- [ASSIGNMENT A]
Answer these questions using the article about beehive fences:
(i) How often does the Good News Lions segment run?
(ii) How much do the elephants weigh, according to the article?
(iii) What sound alone causes large groups of elephants to retreat?
- [ASSIGNMENT B] Repeat the part of the article about beehive fences from "By Parisa Burton" to "and animal collaborations." word for word.
- [ASSIGNMENT C] Name every country the article about beehive fences mentions by name.

- [SELECTED PASSAGE]
○ ○ ○ ○ ○ ○ ○
By Parisa Burton
Nation & World Editor
Good News Lions is the Nation & World section’s bi-weekly news segment, highlighting positive news in the country and around the world. The theme of this article is human and animal collaborations.
Beehives deter elephants from Kenyan farmland
In Kenya, critical farmland has been destroyed by elephant roaming, creating dangerous interactions between humans and the seven-ton mammals, according to the BBC. After decades of research, beehive fences have proven to be an effective elephant deterrent.
There has been a long history of understanding of elephants’ hatred of bees, as even just the buzzing sound causes large groups to retreat from an area. The beehive fence barrier provides a non-violent solution for swaying them out of critical farmland. This tactic is spreading in other parts of the world, such as Mozambique and Thailand.
Elephants are a problem in Kenya, where there is a growing demand for resources amid population growth, and human-inhabited regions are overlapping with elephant browsing.
○ ○ ○ ○ ○ ○ ○
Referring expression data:
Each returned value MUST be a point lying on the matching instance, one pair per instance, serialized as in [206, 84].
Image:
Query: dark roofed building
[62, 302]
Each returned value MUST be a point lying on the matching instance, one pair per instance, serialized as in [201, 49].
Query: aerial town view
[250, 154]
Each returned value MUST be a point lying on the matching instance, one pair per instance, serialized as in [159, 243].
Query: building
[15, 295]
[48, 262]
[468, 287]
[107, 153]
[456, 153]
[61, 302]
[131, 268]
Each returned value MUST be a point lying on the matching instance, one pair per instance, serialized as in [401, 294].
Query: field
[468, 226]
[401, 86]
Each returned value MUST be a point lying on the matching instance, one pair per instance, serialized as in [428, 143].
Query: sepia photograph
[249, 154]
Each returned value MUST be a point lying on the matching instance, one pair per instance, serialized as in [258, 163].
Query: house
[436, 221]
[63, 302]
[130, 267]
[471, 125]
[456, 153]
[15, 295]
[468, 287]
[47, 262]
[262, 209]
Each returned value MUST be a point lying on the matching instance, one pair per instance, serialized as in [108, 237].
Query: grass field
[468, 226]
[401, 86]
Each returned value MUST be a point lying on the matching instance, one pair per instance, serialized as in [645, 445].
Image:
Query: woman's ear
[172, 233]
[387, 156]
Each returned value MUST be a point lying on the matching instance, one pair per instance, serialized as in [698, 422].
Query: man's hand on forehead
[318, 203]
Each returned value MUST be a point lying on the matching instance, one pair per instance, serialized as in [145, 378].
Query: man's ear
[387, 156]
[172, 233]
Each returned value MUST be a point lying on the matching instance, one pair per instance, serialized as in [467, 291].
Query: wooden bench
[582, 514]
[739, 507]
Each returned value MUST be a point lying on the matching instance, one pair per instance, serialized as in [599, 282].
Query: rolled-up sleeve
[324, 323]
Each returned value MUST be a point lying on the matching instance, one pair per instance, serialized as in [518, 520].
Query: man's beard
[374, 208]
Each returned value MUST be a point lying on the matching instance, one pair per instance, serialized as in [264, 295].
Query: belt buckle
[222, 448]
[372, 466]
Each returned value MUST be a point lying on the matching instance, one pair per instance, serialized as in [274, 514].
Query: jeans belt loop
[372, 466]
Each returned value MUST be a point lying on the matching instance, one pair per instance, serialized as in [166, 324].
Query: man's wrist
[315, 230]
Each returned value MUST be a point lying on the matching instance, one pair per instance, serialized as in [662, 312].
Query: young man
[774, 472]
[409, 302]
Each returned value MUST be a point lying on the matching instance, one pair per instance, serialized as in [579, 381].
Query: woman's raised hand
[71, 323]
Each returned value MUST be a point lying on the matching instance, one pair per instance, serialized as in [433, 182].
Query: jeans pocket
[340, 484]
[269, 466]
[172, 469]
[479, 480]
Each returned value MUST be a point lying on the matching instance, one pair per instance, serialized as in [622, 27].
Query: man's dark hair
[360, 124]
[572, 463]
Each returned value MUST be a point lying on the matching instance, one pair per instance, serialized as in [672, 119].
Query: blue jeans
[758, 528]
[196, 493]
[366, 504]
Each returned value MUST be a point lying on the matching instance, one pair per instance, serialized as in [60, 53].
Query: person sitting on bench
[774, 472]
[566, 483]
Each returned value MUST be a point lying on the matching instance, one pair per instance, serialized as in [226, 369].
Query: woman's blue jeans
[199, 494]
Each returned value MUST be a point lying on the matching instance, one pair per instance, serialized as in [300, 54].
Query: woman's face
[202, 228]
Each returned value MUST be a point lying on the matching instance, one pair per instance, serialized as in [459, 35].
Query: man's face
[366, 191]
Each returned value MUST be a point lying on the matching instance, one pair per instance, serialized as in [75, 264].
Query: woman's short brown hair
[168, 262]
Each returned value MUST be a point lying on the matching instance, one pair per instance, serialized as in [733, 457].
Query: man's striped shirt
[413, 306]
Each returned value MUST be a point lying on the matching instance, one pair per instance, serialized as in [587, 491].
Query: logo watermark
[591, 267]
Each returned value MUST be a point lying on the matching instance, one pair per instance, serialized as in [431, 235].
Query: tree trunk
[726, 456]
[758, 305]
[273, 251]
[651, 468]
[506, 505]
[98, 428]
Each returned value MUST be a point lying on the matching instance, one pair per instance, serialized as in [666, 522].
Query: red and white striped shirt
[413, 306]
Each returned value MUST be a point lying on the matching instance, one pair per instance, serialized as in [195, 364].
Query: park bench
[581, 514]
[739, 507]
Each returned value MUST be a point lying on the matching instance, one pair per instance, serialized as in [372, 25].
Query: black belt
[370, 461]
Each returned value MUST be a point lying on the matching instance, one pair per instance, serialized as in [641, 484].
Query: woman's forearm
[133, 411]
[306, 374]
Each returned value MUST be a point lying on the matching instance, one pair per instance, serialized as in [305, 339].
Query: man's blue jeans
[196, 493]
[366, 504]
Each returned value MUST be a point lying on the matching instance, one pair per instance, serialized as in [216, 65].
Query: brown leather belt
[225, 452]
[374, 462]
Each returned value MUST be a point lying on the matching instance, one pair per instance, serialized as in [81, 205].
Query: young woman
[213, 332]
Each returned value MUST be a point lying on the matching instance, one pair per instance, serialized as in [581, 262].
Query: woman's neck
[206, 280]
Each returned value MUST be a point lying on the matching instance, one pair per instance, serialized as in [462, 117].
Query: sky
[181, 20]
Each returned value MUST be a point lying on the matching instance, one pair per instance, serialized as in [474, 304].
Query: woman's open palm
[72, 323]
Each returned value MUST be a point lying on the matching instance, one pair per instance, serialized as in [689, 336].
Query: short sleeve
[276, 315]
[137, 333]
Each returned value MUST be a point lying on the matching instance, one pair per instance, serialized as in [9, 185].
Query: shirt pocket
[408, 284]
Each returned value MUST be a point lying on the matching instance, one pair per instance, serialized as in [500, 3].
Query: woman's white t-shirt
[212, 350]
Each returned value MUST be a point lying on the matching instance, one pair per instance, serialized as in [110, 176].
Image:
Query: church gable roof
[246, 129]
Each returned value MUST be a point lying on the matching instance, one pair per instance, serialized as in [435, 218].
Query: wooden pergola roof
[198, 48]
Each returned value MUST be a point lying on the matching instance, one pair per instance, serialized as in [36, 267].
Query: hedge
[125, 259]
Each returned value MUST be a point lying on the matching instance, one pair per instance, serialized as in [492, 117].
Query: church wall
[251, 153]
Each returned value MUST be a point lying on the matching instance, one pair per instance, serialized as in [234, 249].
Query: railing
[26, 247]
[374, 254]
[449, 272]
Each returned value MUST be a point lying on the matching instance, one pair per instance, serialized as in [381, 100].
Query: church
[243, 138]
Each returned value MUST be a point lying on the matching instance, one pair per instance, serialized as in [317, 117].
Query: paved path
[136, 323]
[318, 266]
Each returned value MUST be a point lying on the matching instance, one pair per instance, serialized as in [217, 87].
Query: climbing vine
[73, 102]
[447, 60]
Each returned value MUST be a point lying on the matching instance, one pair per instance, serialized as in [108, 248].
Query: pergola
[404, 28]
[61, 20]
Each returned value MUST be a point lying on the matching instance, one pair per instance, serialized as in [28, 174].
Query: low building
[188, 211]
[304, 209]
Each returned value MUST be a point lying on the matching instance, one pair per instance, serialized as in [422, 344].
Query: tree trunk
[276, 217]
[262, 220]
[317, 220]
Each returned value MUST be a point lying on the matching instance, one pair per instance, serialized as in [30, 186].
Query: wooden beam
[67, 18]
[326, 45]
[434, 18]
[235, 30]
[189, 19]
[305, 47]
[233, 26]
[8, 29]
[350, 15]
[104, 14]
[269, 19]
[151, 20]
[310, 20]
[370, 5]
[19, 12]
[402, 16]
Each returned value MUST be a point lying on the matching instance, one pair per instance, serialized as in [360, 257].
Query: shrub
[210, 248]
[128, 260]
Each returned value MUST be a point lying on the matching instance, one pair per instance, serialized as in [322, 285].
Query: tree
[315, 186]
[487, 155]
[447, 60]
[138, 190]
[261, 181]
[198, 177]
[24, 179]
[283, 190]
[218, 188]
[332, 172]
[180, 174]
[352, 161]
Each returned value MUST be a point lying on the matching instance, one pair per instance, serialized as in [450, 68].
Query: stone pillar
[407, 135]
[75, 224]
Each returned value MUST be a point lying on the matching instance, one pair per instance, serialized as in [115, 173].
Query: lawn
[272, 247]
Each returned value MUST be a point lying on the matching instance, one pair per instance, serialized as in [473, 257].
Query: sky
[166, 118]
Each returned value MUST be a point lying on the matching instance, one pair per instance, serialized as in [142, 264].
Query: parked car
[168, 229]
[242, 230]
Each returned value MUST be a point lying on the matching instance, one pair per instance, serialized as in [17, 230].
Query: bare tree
○ ○ ○ ○ ○ ○ ○
- [PROBLEM SOLUTION A]
(i) Bi-weekly
(ii) Seven tons
(iii) The buzzing of bees

- [PROBLEM SOLUTION B]
By Parisa Burton
Nation & World Editor
Good News Lions is the Nation & World section’s bi-weekly news segment, highlighting positive news in the country and around the world. The theme of this article is human and animal collaborations.

- [PROBLEM SOLUTION C] Kenya, Mozambique, Thailand